::: SOURCE PASSAGE

LISTSERV at the University of Georgia
Menubar Imagemap
Home Browse Manage Request Manuals Register
Previous messageNext messagePrevious in topicNext in topicPrevious by same authorNext by same authorPrevious page (August 2009, week 5)Back to main SAS-L pageJoin or leave SAS-L (or change settings)ReplyPost a new messageSearchProportional fontNon-proportional font
Date:         Mon, 31 Aug 2009 11:30:38 -0500
Reply-To:     matt.pettis@THOMSONREUTERS.COM
Sender:       "SAS(r) Discussion" <SAS-L@LISTSERV.UGA.EDU>
From:         Matthew Pettis <matt.pettis@THOMSONREUTERS.COM>
Subject:      Re: Reading a PDF File
In-Reply-To:  A<966B4B225F74914599E617416969BF1A4384CD8953@DOM-MBX02.mbu.ad.dominionnet.com>
Content-Type: text/plain; charset="us-ascii"

I've used to success the pdftotext free command line utility. It will do as Nat says you need to do: convert a pdf to a text file and parse it. Here is some info on it:

http://en.wikipedia.org/wiki/Pdftotext

here's where you can download it: http://www.foolabs.com/xpdf/download.html

For a sane output format of the text, I recommend including the '-layout' switch on the command line.

::::::
::: DATA SUPPLIED

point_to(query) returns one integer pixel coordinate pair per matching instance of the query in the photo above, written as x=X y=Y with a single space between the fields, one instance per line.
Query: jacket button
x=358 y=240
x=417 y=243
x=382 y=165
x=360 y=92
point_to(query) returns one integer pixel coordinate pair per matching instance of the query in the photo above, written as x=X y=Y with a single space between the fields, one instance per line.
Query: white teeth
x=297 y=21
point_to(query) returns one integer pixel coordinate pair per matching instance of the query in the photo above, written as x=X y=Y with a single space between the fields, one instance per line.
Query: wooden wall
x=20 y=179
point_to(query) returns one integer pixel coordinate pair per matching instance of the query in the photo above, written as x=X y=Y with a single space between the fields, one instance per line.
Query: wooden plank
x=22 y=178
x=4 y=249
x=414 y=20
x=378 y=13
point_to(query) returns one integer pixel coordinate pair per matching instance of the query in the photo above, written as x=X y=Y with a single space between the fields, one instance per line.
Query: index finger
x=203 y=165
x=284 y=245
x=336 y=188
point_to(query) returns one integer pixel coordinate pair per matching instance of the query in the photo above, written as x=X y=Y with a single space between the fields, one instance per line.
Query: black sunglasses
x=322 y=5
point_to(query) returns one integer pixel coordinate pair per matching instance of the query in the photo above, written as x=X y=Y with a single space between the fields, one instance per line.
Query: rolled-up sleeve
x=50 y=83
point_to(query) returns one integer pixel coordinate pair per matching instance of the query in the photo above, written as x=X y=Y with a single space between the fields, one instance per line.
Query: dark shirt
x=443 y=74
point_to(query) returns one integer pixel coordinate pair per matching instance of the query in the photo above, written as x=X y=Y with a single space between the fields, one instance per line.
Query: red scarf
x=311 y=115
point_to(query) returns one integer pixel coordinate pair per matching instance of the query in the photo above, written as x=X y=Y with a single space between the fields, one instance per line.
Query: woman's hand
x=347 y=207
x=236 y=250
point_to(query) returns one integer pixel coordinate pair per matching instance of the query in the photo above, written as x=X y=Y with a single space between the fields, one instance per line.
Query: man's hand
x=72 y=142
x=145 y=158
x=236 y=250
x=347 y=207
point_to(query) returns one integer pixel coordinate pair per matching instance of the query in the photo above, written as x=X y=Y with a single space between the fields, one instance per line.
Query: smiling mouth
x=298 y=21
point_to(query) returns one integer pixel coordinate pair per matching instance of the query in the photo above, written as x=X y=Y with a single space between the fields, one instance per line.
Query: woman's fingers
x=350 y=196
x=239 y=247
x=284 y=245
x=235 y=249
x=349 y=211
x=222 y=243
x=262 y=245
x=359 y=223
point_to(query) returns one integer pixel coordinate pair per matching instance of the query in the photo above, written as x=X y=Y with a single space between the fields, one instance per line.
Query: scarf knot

::::::

*GOAL*
Rewrite the SAS-L post on reading a PDF file from "http://en.wikipedia.org/wiki/Pdftotext" to "the command line.", putting "readable" in place of "sane".

*COMPLETE ANSWER*
http://en.wikipedia.org/wiki/Pdftotext

here's where you can download it: http://www.foolabs.com/xpdf/download.html

For a readable output format of the text, I recommend including the '-layout' switch on the command line.